● Entries:
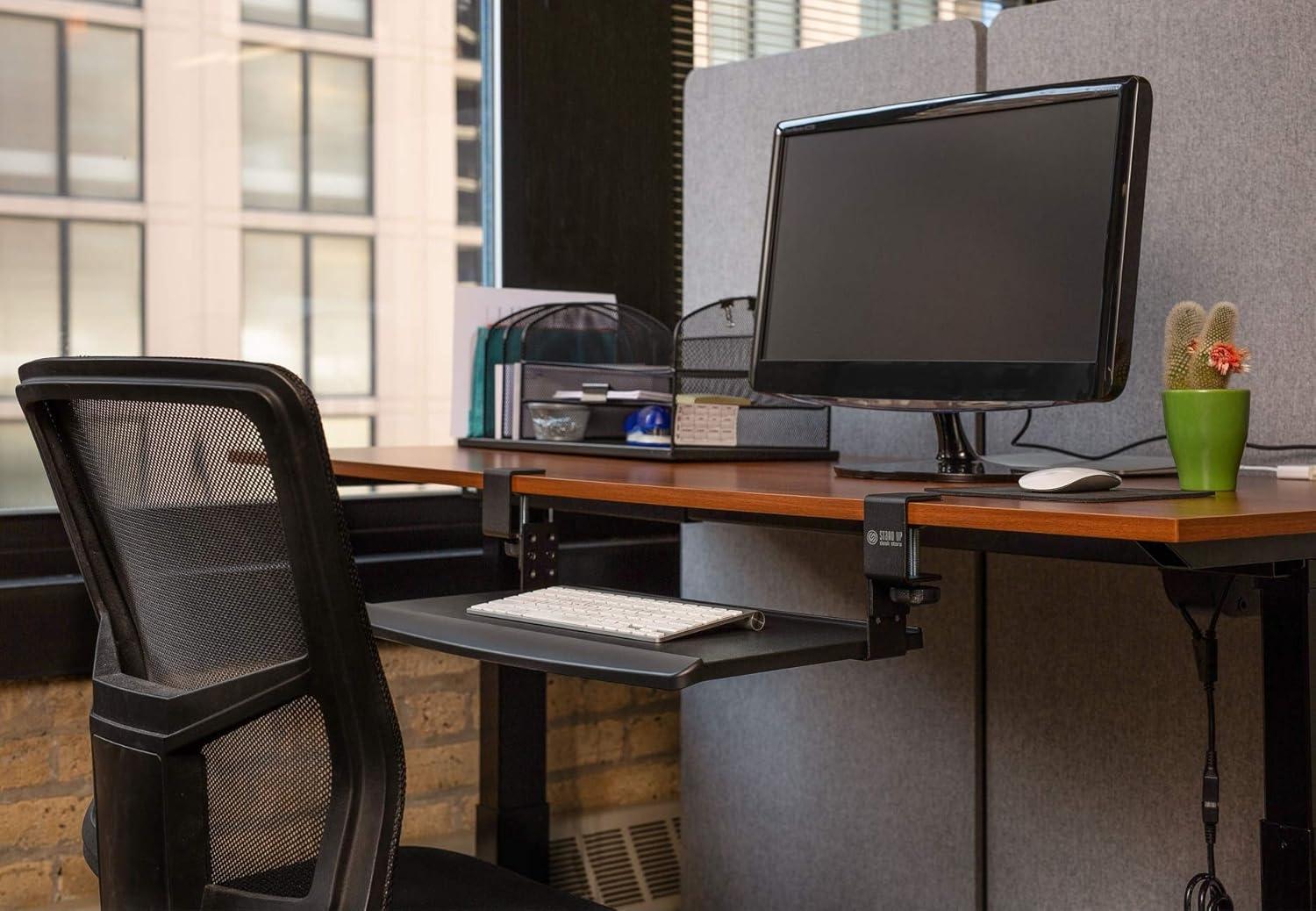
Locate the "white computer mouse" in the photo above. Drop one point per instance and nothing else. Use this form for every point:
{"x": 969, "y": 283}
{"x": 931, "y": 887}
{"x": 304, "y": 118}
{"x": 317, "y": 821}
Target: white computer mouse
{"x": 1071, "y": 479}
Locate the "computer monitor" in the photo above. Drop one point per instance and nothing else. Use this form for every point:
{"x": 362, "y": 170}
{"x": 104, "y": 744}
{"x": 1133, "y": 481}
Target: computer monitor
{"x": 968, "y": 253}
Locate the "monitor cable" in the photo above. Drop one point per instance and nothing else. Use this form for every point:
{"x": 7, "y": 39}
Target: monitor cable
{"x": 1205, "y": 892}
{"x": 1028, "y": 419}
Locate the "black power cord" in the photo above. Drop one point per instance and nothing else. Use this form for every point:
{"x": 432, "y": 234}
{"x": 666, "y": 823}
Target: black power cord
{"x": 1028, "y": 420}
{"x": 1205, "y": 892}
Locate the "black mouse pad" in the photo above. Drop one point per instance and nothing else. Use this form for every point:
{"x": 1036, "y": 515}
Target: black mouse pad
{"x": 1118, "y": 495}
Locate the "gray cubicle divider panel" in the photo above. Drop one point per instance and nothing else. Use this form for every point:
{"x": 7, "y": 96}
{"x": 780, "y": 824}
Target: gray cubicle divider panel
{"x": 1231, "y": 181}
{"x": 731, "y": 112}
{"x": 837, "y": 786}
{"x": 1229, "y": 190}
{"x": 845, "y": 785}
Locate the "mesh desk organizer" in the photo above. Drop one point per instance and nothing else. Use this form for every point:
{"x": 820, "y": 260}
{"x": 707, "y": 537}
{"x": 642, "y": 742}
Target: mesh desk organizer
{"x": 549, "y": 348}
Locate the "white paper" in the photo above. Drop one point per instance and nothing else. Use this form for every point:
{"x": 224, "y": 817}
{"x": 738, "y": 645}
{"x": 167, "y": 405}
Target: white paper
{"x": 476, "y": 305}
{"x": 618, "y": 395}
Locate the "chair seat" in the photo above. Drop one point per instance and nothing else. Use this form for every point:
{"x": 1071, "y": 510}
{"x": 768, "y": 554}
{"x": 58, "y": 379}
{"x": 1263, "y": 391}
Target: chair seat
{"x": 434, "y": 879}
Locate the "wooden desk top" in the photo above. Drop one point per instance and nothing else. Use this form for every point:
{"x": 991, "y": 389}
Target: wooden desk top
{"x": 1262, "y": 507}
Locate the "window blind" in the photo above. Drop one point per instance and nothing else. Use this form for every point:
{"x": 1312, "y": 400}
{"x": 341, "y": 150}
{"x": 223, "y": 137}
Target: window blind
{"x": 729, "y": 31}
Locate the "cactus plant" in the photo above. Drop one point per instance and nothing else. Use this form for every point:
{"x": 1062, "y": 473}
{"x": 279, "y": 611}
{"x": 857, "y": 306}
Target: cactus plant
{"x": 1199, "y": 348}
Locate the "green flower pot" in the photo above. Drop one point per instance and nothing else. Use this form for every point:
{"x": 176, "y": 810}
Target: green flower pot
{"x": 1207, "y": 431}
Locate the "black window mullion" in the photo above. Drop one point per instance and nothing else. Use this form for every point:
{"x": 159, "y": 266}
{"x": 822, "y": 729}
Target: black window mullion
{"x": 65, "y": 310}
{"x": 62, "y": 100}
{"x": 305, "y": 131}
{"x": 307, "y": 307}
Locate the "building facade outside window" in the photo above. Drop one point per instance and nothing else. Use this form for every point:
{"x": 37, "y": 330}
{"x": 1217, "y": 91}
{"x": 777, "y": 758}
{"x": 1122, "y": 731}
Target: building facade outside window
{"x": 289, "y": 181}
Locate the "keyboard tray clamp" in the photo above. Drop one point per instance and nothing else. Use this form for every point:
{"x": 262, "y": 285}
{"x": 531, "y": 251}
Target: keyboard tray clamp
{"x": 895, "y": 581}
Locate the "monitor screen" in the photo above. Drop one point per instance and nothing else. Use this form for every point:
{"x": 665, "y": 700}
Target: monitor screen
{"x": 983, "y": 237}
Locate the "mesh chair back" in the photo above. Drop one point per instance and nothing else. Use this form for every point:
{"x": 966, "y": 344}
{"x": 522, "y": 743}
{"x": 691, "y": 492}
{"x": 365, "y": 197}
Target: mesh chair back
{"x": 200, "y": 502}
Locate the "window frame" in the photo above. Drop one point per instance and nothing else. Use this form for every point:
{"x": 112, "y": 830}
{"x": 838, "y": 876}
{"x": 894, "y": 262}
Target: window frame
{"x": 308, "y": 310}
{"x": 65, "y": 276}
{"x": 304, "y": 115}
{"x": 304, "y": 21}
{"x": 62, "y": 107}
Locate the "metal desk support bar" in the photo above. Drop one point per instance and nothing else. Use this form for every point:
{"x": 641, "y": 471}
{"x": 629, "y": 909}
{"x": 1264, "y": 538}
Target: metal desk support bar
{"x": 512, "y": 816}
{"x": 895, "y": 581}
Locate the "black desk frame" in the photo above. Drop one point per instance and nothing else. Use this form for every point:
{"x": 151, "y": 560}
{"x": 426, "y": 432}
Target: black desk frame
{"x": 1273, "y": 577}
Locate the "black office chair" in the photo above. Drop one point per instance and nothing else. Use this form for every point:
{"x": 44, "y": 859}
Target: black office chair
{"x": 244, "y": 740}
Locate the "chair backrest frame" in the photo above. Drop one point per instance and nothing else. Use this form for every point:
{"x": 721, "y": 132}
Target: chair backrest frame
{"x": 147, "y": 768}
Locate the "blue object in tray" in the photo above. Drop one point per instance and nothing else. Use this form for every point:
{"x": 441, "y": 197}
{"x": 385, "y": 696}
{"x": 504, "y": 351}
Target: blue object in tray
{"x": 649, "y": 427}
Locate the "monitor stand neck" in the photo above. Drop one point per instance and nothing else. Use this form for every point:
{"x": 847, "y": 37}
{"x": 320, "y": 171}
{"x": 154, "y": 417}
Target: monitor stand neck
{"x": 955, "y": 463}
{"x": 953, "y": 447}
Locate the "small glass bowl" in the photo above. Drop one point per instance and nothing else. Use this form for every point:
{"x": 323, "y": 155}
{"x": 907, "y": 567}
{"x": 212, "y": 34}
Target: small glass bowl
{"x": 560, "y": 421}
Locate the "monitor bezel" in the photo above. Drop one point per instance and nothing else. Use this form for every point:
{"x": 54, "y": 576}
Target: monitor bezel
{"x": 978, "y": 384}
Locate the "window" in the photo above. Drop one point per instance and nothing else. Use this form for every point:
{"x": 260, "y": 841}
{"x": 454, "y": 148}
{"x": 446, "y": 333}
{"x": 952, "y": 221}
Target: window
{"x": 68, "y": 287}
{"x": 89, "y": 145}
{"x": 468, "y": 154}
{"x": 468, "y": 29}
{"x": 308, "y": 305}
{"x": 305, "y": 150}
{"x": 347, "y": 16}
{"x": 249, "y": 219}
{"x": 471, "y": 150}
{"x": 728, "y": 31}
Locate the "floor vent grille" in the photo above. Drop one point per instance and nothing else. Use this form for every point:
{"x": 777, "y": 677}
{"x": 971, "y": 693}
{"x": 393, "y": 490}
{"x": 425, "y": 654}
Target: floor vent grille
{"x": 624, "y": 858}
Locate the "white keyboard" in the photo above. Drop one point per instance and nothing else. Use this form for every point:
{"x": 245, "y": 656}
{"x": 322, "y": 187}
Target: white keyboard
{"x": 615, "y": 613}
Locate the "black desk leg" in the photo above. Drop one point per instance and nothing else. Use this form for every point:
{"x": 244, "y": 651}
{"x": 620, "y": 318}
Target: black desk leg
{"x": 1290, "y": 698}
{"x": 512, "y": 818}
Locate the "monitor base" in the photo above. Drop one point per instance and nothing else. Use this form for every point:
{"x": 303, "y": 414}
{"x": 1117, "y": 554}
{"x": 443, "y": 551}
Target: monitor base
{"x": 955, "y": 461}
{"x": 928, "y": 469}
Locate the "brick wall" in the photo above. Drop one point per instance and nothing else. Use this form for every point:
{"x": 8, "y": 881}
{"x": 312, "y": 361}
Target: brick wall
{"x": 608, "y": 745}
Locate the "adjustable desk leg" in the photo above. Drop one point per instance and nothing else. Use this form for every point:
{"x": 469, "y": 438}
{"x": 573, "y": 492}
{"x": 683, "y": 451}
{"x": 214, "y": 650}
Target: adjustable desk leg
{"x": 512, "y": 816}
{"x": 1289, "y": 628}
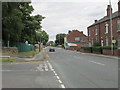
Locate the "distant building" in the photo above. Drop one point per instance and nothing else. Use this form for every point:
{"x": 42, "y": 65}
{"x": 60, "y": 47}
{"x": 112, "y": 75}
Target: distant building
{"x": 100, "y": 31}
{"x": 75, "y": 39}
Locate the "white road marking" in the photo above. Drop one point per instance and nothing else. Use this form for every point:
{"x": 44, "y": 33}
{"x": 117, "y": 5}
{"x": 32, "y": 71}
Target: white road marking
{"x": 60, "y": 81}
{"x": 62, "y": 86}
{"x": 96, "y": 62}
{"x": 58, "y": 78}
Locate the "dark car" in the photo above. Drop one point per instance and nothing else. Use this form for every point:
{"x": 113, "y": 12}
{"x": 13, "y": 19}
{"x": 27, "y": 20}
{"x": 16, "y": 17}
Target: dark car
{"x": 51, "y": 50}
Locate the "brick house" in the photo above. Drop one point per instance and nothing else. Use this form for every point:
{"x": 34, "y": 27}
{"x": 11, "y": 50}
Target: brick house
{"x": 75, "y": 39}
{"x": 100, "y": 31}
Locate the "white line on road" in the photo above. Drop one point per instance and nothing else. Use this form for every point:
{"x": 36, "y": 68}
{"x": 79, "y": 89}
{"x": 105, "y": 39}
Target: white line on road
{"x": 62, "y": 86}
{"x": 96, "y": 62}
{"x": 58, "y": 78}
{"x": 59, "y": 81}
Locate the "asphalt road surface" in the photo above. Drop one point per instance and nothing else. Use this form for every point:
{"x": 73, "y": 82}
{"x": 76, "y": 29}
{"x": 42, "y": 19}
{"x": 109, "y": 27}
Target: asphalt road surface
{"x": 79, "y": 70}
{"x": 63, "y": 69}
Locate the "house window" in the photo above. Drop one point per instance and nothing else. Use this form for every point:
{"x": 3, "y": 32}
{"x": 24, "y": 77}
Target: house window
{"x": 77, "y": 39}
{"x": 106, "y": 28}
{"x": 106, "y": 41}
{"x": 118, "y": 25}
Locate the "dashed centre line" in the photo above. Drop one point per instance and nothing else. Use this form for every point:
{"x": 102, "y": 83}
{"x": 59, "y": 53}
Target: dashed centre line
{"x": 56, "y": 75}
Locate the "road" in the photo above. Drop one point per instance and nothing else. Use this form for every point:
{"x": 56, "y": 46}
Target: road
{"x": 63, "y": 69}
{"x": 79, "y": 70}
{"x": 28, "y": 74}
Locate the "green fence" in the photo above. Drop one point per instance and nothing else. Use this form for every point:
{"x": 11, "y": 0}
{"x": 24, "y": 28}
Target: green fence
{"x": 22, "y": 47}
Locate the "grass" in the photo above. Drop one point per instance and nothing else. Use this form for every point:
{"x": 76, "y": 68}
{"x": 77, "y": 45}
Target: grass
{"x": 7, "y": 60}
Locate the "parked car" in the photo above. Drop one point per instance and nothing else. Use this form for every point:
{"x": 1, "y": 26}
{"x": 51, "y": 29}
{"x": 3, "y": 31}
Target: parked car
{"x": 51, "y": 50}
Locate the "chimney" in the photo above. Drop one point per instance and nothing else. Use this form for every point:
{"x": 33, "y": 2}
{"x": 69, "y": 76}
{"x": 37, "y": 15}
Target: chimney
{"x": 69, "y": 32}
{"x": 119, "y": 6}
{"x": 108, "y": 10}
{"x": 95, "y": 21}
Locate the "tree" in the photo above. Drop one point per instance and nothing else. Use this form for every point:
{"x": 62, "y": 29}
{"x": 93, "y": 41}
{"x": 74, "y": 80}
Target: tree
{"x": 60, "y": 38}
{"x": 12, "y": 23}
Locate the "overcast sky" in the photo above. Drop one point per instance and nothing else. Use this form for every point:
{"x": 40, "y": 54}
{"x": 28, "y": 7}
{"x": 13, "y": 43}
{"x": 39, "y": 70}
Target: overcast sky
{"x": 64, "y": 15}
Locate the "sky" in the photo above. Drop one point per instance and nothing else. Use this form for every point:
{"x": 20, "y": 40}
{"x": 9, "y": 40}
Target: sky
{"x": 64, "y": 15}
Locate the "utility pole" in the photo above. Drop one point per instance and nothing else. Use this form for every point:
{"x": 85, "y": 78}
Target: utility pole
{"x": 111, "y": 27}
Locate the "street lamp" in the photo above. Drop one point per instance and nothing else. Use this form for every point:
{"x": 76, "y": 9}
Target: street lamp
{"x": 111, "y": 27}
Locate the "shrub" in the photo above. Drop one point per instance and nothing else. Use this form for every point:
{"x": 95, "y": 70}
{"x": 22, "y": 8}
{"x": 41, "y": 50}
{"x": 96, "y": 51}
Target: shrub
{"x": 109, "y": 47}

● What to do: Locate every line in the listing above that contains the string "glass", and copy each one in full. Matching is case-sensitive.

● Output for this exercise:
Locate the "small glass bowl" in the photo above. Drop one point per instance and nothing else. Use this form for every point:
Target: small glass bowl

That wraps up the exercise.